• The exercise: Give back exactly the lines that run from the line containing "Every instance of the lawn" through the end of the listing below. Leave out every other line.

★ ★ ★ ★ ★ ★ ★

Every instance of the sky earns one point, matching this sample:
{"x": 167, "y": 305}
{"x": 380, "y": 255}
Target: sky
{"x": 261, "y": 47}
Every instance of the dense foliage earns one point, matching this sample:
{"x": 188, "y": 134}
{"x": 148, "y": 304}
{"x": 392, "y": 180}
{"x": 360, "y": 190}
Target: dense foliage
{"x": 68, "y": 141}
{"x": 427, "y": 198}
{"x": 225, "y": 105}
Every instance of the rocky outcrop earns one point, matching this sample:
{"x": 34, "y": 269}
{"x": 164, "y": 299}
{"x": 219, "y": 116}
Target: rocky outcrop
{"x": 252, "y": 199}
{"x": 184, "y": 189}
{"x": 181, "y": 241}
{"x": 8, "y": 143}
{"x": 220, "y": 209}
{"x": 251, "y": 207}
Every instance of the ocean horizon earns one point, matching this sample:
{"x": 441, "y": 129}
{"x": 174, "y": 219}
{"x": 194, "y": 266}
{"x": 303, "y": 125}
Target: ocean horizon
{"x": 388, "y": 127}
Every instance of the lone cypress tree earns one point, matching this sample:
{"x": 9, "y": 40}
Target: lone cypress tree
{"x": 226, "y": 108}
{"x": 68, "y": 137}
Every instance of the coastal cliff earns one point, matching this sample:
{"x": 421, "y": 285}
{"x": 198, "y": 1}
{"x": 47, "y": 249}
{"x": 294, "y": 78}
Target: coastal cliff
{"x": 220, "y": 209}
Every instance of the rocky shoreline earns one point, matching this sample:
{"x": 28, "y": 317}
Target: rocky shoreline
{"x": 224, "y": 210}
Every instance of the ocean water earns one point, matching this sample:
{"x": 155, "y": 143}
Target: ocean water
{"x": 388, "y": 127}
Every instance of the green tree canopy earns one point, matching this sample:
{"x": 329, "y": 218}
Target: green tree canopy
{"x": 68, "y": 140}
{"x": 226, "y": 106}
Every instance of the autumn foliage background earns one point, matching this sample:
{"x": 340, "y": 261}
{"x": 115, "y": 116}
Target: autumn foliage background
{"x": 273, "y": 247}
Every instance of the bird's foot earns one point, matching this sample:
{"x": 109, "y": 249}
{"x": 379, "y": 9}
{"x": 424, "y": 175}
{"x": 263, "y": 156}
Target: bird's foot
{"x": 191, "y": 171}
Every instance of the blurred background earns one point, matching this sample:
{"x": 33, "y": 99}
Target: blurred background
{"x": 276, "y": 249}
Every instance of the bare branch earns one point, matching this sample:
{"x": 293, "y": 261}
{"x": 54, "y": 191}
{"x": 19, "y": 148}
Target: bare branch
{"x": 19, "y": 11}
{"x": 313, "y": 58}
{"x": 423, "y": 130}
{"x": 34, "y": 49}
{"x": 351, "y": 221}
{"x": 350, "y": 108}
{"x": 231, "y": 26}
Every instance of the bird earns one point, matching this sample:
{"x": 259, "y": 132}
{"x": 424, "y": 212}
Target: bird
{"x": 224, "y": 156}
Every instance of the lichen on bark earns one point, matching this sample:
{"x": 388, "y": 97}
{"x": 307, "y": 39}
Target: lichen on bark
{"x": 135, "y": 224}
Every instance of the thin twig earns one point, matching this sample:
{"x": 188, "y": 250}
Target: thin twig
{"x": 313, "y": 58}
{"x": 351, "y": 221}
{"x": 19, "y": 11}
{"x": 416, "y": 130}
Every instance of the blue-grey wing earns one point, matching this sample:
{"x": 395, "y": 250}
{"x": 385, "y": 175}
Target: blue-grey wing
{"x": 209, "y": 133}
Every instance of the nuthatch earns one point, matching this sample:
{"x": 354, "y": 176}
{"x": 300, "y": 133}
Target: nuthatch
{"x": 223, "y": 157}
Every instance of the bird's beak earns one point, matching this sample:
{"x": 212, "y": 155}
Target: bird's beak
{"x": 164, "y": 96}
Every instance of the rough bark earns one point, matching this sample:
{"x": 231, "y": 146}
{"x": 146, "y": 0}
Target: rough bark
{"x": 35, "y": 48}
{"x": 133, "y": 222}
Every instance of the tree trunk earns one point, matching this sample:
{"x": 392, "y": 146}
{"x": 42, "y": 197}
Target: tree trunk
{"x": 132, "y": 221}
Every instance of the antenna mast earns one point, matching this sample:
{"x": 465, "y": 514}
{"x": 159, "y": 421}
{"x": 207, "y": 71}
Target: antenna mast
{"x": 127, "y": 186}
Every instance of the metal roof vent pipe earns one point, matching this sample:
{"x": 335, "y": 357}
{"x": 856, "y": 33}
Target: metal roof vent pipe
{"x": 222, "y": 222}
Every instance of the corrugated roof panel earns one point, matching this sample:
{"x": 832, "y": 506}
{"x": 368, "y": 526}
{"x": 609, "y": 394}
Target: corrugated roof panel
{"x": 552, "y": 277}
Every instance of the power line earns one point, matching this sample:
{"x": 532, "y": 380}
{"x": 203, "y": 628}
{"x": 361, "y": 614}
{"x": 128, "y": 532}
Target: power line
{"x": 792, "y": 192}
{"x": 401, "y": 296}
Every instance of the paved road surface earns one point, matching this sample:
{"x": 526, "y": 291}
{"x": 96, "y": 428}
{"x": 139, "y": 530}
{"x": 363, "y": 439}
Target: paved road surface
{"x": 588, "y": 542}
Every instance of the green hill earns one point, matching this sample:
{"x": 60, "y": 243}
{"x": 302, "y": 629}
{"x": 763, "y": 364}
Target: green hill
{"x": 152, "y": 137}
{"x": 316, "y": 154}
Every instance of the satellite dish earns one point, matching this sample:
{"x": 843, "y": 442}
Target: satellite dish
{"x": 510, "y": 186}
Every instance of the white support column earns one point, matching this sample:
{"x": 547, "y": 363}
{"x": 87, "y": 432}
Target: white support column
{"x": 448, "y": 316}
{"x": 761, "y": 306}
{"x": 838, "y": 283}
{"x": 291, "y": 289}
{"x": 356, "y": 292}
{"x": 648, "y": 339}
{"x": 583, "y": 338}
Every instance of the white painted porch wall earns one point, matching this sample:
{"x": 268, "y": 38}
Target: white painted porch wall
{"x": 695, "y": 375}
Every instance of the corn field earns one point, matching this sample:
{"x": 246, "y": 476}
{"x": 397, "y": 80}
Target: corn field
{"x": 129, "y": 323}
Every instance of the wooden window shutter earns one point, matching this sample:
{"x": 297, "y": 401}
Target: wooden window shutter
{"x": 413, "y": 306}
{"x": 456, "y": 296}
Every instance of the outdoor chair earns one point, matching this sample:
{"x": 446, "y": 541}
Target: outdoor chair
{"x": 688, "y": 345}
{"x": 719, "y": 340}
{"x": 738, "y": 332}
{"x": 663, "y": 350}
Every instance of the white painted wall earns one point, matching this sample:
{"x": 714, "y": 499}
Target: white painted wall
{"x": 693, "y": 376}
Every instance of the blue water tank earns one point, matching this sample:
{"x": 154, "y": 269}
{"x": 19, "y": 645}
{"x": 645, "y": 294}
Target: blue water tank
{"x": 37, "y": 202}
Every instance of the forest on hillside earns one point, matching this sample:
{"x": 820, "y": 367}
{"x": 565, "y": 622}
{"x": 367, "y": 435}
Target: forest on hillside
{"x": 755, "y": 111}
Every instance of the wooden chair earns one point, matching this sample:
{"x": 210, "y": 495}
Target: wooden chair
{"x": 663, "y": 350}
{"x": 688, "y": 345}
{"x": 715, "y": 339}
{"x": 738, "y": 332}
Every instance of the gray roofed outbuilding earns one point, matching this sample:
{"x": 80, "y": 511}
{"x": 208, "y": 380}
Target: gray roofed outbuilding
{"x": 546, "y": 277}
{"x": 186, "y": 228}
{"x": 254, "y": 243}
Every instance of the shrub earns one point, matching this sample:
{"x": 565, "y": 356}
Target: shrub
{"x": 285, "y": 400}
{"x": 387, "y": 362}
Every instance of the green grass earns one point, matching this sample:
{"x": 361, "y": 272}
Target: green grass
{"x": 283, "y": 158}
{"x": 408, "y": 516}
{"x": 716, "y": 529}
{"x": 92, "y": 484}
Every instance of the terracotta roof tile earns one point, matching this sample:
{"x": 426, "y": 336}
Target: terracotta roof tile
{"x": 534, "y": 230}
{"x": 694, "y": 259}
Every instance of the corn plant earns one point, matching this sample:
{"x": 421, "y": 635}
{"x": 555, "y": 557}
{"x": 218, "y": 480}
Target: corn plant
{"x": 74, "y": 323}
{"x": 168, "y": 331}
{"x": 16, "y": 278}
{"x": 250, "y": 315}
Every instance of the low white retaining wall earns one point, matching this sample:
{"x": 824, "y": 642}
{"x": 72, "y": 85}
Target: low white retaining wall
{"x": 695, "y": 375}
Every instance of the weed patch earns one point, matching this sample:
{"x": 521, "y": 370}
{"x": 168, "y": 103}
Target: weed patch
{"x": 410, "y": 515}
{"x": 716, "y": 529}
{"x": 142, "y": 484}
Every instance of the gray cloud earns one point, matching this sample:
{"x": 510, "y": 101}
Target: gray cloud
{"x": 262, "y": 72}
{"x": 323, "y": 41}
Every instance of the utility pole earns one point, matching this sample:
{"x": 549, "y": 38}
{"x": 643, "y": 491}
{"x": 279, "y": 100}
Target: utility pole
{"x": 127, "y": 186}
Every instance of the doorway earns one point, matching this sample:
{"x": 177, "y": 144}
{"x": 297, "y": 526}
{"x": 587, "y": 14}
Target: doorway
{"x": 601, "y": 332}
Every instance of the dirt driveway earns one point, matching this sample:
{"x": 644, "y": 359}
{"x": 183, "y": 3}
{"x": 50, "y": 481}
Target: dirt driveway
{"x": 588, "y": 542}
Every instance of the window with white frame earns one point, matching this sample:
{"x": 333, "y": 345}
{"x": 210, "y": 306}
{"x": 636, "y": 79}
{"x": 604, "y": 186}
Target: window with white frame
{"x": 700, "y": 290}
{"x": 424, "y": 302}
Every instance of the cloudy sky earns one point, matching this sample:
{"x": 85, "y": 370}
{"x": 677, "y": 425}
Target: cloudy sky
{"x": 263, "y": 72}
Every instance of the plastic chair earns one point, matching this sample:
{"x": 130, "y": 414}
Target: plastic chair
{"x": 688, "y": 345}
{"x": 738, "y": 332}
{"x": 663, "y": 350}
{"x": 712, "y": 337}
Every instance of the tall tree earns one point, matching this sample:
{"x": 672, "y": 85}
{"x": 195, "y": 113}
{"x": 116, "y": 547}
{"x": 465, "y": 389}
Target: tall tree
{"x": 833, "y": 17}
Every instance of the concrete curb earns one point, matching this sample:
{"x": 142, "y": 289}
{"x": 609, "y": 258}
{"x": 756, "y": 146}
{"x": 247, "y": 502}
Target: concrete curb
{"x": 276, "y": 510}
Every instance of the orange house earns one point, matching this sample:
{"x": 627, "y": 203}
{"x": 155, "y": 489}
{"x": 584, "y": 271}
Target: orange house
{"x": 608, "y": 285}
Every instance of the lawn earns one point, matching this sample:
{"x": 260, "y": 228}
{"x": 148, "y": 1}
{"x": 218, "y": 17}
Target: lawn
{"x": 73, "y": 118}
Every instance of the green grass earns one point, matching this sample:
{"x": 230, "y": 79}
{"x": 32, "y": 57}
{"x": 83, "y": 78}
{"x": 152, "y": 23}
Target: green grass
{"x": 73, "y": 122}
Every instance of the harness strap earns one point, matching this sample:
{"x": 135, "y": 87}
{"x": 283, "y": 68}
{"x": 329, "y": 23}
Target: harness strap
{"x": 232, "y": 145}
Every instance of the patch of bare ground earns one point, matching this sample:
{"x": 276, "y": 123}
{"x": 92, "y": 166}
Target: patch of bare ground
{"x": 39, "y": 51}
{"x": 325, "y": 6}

★ ★ ★ ★ ★ ★ ★

• Result for this exercise:
Every instance of the lawn earns one point, matching this sample:
{"x": 260, "y": 228}
{"x": 148, "y": 1}
{"x": 218, "y": 17}
Target: lawn
{"x": 73, "y": 118}
Every instance of the green grass earns one point, matching this sample:
{"x": 230, "y": 79}
{"x": 32, "y": 57}
{"x": 83, "y": 78}
{"x": 152, "y": 23}
Target: green grass
{"x": 73, "y": 122}
Every instance of the harness strap earns one point, matching this sample:
{"x": 135, "y": 87}
{"x": 283, "y": 68}
{"x": 329, "y": 23}
Target: harness strap
{"x": 232, "y": 145}
Every instance of the patch of bare ground earns one point, matching this sample:
{"x": 276, "y": 123}
{"x": 92, "y": 166}
Target: patch of bare ground
{"x": 39, "y": 51}
{"x": 325, "y": 6}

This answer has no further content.